Posted on 07/20/2010 1:39:51 PM PDT by decimon
Electric dipole moment would explain the creation of the universe in the form that we know it
This release is available in German.
IMAGE: Juelich researchers want to demonstrate the electric dipole moment of the electron in cooperation with colleagues in the USA and the Czech Republic. Many physical theories presume its existence --... Click here for more information.
Electrons are negatively charged elementary particles. They form the shells around atoms and ions. This or something similar is what you will find in text books. Soon, however, this information may have to be supplemented. The reason is that many physicists believe that electrons have a permanent electric dipole moment. An electric dipole moment is usually created when positive and negative charges are spatially separated. Similar to the north and south poles of a magnet, there are two electric poles. In the case of electrons, the situation is much more complicated because electrons should not actually have any spatial dimension. Despite this, an entire range of physical theories that go beyond the standard model of elementary particle physics are based upon the existence of dipole moment. These theories in turn would explain how the universe in the form that we know it could have been created in the first place. According to prevailing theories, the big bang some 13.7 billion years ago would have had to have created just as much matter as antimatter. Since both obliterate each other, nothing would have remained. In reality, however, more matter than antimatter was actually created. An electric dipole moment of the electron could explain this imbalance.
Up to now, nobody has successfully proven the existence of this assumed tiny dipole moment. Existing methods are simply not sensitive enough. A small piece of ceramic is set to change this soon. Dr. Marjana Leaić and Dr. Konstantin Rushchanskii from the Institute of Solid State Physics at Forschungszentrum Jülich and Professor Nicola Spaldin from the University of California in Santa Barbara designed this ceramic, which has very special properties, in a virtual laboratory using the Jülich supercomputer JUROPA. The new europium barium titanate should enable measurements to be 10 times more sensitive than they were in the past. According to the Jülich physicists, "this could be sufficient to find the electric dipole moment of the electron".

• [INPUT]
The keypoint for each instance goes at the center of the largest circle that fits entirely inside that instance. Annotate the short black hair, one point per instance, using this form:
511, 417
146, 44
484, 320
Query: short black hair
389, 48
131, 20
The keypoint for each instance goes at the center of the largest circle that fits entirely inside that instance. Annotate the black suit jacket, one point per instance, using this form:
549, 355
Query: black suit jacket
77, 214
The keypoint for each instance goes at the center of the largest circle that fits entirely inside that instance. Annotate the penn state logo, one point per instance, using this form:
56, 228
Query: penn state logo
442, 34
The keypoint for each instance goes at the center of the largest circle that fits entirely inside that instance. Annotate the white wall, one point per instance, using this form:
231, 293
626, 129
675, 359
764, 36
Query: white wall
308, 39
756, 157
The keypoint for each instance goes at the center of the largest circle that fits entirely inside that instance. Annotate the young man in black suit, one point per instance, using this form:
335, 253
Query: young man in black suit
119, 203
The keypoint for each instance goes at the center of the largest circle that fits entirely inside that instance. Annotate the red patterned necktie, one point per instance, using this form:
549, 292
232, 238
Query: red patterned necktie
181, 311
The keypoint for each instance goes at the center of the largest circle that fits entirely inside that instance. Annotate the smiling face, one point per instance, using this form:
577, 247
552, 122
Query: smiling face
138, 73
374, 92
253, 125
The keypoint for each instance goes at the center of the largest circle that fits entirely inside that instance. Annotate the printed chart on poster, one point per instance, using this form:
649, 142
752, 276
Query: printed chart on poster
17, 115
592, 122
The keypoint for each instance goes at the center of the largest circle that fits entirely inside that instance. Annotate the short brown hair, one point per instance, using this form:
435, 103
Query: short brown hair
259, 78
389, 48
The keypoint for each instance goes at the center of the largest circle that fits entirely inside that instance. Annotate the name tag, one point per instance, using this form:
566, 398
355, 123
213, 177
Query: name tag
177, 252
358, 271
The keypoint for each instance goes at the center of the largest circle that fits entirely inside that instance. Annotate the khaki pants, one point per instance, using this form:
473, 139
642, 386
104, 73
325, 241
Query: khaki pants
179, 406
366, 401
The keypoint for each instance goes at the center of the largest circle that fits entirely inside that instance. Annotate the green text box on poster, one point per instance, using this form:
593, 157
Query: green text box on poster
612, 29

• [TASK SET]
[A] Can you copy the rows from the line containing "Annotate the khaki" through the last of the rows, reproducing every line unchanged?
[B] Can you carry on the post about the electron's electric dipole moment from where it stops?

• [RESPONSES IN ORDER]
[A]
The keypoint for each instance goes at the center of the largest circle that fits entirely inside that instance. Annotate the khaki pants, one point per instance, using this form:
473, 139
642, 386
104, 73
325, 241
Query: khaki pants
179, 406
366, 401
The keypoint for each instance goes at the center of the largest circle that fits entirely inside that instance. Annotate the green text box on poster, one point per instance, using this form:
593, 157
Query: green text box on poster
612, 29

[B]
As electric moment cannot be directly measured, the physicists are working together with scientists from the American Yale University as well as with Czech research institutions in Prague in order to indirectly prove its existence. The researchers in Yale have developed an experimental setup that uses an extremely sensitive SQUID magnetometer to measure the magnetization of the piece of ceramic in an electric field. Their aim is to demonstrate a change in the magnetization when the electric field is reversed. This would simultaneously be the sought-after evidence that the electric dipole moment exists. In an electron, an electric dipole can only ever be oriented parallel or anti-parallel to the electron spin. In an electric field, most of the electrons are oriented so that their dipole moment is parallel to the field. Fewer are oriented in the other direction. This should lead to a measurable magnetization. If the electric field is reversed, the dipole moments of the electrons are reversed leading consequently to a simultaneous, measurable change in the magnetization. Without an electric dipole moment, on the other hand, the magnetization would remain unchanged.
"It would have been very difficult to find such a well-suited material by trial and error," said Leaić. This material must have an unusual combination of properties: a high concentration of magnetic ions, magnetic disorder at temperatures below four degrees Kelvin and a reversible electric polarization. "Our colleagues in Yale who came up with the idea of the measurements and conducted them had already tested different materials. However, a new material with all of the necessary properties can be found faster with the use of theoretical analysis and computer simulations." Leaić, as the head of the young investigators group, her group member Rushchanskii, and her cooperation partner Spaldin virtually synthesized and analysed europium barium titanate on the supercomputer in Jülich. To do so, all they needed was its chemical composition and the basic equations of quantum mechanics. From these, they calculated the interaction between individual atoms and electrons and the local magnetic properties. So it was that they found the optimum ceramic.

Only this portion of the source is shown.